(Collected data entries)
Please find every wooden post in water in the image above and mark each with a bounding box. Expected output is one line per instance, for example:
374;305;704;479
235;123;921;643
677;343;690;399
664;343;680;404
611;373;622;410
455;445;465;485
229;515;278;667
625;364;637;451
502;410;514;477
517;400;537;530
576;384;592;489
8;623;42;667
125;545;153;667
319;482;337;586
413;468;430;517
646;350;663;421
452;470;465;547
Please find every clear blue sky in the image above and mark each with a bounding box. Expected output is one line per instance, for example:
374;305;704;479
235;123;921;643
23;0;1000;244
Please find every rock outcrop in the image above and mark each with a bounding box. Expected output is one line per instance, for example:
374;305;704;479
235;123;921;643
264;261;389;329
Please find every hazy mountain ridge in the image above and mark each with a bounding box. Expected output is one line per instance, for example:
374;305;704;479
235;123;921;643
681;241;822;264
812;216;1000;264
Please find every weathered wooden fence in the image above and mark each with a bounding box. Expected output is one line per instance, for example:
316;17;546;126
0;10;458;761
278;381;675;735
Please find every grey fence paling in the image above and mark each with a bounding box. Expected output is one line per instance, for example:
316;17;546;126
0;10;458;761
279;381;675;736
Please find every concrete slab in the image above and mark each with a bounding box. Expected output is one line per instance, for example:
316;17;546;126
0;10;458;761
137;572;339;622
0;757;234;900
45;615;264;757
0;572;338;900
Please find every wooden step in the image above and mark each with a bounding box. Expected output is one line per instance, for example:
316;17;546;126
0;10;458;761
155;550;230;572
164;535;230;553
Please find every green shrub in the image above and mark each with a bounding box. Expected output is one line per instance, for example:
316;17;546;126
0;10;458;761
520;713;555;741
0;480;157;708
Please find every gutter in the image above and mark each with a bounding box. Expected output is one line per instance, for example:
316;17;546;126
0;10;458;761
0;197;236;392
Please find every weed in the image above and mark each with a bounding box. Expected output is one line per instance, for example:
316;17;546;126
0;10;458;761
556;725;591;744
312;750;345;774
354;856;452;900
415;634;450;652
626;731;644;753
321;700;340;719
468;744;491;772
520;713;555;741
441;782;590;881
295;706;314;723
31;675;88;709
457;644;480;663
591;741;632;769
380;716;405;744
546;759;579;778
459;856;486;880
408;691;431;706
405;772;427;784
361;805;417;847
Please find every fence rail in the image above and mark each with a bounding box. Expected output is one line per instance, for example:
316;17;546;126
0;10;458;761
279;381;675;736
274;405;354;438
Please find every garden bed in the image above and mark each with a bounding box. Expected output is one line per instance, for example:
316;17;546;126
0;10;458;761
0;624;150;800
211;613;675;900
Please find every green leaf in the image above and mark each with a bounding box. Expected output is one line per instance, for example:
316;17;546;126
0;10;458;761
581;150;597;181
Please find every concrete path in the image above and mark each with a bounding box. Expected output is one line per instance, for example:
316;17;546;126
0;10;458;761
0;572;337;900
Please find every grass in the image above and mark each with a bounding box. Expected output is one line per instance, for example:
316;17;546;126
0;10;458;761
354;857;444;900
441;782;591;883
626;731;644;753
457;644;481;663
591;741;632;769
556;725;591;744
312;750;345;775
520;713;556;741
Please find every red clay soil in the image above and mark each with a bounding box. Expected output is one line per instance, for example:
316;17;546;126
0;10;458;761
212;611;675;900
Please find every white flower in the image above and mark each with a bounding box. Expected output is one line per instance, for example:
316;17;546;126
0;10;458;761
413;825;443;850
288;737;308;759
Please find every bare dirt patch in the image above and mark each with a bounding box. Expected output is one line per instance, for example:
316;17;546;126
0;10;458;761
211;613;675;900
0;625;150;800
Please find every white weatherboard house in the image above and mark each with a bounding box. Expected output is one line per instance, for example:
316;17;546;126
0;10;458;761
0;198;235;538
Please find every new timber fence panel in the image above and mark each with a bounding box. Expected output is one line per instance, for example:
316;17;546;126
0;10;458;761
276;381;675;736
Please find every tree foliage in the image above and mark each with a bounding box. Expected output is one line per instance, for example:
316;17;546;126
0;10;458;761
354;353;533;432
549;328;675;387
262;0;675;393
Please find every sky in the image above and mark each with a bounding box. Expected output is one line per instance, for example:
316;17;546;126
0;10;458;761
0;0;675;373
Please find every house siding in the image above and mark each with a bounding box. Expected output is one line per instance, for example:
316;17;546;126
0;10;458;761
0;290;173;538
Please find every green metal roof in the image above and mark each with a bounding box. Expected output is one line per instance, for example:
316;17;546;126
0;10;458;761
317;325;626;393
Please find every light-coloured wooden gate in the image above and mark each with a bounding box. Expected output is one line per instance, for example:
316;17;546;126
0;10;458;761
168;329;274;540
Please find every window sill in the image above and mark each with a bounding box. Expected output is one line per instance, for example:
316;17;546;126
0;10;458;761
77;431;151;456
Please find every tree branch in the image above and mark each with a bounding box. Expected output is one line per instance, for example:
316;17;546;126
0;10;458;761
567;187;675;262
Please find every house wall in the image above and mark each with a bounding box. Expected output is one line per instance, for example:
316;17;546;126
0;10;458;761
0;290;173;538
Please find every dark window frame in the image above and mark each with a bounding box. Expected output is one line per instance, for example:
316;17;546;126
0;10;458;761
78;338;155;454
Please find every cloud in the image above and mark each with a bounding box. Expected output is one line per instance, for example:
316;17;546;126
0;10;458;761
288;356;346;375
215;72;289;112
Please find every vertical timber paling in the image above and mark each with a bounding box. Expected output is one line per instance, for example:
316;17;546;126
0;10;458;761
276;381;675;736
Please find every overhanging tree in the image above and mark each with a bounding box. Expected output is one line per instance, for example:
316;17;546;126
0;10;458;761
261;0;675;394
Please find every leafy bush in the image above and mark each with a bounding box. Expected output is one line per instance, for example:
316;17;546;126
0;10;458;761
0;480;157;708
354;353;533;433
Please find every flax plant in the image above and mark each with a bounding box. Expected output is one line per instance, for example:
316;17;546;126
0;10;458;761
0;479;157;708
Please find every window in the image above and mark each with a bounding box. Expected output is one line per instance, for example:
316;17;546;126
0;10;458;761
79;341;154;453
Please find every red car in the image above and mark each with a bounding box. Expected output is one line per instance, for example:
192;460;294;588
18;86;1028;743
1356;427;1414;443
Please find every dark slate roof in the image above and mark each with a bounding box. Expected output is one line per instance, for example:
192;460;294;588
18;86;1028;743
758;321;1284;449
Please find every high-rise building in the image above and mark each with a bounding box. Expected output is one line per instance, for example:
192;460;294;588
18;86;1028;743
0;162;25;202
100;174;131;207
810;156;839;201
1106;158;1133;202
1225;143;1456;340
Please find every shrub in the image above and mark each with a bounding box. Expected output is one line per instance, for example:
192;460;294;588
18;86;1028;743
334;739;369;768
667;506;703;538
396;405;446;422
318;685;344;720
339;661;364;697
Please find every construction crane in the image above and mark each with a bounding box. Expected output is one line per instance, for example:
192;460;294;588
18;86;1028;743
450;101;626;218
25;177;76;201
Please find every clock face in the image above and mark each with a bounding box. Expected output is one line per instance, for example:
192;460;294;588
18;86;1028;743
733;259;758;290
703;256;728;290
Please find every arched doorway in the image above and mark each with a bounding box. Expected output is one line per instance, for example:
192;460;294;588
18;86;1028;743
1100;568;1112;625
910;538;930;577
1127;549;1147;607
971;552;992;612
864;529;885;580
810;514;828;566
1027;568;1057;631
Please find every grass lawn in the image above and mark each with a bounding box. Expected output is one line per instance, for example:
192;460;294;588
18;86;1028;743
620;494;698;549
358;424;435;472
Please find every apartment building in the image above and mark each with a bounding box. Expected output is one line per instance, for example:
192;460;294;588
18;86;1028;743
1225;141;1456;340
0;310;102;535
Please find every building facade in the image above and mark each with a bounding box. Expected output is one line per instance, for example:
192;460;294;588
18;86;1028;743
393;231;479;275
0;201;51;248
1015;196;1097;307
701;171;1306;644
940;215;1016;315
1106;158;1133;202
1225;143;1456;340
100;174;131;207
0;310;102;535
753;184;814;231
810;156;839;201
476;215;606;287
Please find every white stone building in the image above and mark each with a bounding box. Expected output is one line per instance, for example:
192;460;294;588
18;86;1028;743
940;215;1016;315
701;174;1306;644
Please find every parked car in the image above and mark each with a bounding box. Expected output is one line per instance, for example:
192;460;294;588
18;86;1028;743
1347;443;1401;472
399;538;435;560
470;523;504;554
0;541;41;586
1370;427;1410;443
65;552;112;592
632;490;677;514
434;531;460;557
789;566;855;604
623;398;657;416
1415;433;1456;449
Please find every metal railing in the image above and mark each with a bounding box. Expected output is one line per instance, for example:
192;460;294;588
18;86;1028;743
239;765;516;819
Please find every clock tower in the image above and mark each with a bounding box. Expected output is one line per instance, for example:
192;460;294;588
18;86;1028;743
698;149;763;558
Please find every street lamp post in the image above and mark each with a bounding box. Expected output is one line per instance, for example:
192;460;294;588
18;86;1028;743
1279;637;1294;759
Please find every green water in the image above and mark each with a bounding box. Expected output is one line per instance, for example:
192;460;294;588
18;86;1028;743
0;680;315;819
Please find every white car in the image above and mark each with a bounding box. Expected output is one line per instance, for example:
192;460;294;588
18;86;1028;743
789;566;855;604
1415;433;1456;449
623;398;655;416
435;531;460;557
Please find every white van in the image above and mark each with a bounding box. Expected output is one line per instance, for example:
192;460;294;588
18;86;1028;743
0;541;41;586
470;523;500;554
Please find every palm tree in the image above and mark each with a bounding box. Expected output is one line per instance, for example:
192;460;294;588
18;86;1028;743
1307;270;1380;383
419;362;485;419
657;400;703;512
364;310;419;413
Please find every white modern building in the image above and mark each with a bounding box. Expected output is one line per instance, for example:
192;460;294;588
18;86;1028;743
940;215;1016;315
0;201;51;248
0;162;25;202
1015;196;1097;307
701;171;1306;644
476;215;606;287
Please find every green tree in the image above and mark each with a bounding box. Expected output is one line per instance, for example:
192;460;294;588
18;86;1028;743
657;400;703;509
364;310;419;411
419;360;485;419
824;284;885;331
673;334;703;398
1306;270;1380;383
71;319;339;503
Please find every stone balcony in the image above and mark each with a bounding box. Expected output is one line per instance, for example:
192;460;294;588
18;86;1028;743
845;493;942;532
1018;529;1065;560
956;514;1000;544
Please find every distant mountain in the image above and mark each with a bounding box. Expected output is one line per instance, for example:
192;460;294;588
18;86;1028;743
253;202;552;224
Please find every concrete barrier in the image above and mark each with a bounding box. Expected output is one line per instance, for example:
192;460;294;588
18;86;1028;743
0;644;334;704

§ EXERCISE PROMPT: Please copy the material word for word, from its first line through the line that contains "278;381;675;735", with both of those lines included.

§ EXERCISE SOLUTION:
Please find every wooden post in water in the image above and mark each with a bounding box. Expected output is one line per instance, for example:
374;305;704;479
235;123;921;643
677;343;690;399
664;343;680;404
611;373;622;410
455;445;465;485
229;515;278;667
625;364;637;451
502;410;514;477
517;400;537;530
576;384;592;489
8;623;42;667
125;545;153;667
319;482;337;586
413;468;430;517
646;350;663;421
452;470;465;547
Please find every clear blue sky in the image above and mark each with a bounding box. Expected output is one line per instance, for example:
374;305;704;479
235;123;921;643
23;0;1000;244
Please find every rock outcrop in the image above and mark each with a bounding box. Expected output is one line per instance, for example:
374;305;704;479
235;123;921;643
264;261;389;329
Please find every hazy mountain ridge in the image above and mark each with a bounding box. Expected output is one line per instance, for example:
374;305;704;479
235;123;921;643
681;241;822;264
812;216;1000;264
Please find every weathered wooden fence in the image above and mark each with a bounding box. Expected output is one line per instance, for example:
316;17;546;126
0;10;458;761
278;381;675;735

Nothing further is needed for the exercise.